● **WHAT IS REQUIRED**: Rewrite every line from the start of the records up to and including the line with "183), (605, 195)]", keeping the requests unchanged. In the answers, rescale each coordinate by multiplying it by 2.45 and rounding to a whole number, with halves rounded up.
-- Start of LISTED ENTRIES --
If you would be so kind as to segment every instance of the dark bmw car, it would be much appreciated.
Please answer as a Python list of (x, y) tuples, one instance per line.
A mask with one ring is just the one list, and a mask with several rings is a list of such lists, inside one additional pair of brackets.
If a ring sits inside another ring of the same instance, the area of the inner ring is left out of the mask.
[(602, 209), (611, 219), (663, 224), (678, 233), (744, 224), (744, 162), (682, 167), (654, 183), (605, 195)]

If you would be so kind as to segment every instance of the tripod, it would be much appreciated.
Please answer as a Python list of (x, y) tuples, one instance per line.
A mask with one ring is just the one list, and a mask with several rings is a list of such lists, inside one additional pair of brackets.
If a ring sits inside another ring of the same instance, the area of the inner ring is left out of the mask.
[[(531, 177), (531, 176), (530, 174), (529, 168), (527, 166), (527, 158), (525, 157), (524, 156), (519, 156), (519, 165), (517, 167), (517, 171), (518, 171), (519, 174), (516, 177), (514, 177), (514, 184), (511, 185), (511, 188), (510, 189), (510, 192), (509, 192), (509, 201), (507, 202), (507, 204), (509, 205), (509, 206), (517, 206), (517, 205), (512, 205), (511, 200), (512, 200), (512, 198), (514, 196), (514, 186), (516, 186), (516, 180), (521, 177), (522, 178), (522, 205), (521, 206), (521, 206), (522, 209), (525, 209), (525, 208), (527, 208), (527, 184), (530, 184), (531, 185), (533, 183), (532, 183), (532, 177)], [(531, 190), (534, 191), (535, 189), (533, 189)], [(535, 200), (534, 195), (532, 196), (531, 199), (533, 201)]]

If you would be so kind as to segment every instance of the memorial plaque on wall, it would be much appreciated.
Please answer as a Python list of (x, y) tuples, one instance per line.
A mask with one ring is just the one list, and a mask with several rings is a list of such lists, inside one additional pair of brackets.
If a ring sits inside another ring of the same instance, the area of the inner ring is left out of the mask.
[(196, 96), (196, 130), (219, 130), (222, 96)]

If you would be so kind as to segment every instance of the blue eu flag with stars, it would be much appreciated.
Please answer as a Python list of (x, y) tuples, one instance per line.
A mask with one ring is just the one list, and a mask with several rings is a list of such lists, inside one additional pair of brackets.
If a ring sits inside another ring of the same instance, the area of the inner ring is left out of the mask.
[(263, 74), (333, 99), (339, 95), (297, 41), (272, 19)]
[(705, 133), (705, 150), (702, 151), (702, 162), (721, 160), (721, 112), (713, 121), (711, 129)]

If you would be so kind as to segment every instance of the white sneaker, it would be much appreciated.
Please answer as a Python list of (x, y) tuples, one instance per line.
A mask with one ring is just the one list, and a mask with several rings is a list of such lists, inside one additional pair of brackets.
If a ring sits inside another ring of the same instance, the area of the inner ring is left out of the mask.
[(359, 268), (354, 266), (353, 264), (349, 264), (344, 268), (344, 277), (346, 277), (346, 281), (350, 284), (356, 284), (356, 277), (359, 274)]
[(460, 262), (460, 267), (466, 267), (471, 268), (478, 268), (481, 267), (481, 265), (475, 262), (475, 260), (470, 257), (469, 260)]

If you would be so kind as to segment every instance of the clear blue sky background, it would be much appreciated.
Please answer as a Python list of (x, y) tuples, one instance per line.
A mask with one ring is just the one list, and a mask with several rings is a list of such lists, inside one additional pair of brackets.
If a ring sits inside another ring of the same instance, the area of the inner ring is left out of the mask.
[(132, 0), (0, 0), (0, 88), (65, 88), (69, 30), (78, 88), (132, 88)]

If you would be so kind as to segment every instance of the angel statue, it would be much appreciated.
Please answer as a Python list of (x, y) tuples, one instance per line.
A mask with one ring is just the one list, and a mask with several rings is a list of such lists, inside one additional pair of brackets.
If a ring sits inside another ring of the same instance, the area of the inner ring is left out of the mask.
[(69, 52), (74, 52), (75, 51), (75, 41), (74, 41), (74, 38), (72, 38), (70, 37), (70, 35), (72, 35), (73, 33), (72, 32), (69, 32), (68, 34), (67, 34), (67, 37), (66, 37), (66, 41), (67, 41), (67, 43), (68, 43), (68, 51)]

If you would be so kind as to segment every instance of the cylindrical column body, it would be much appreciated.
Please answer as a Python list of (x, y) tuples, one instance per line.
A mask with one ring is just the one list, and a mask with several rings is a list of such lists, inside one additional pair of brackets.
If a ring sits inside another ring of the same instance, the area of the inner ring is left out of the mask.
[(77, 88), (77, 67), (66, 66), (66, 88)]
-- End of LISTED ENTRIES --
● **EXPECTED ANSWER**:
If you would be so kind as to segment every instance of the dark bmw car, it would be much appreciated.
Please answer as a Python list of (x, y) tuples, one instance per line.
A mask with one ring is just the one list, and a mask with several rings is a list of such lists, inside one additional pair of brackets.
If a ring sits inside another ring of the same instance, the area of the inner ring is left out of the mask.
[(1475, 512), (1497, 537), (1624, 549), (1661, 571), (1823, 549), (1823, 397), (1671, 409), (1602, 448), (1482, 478)]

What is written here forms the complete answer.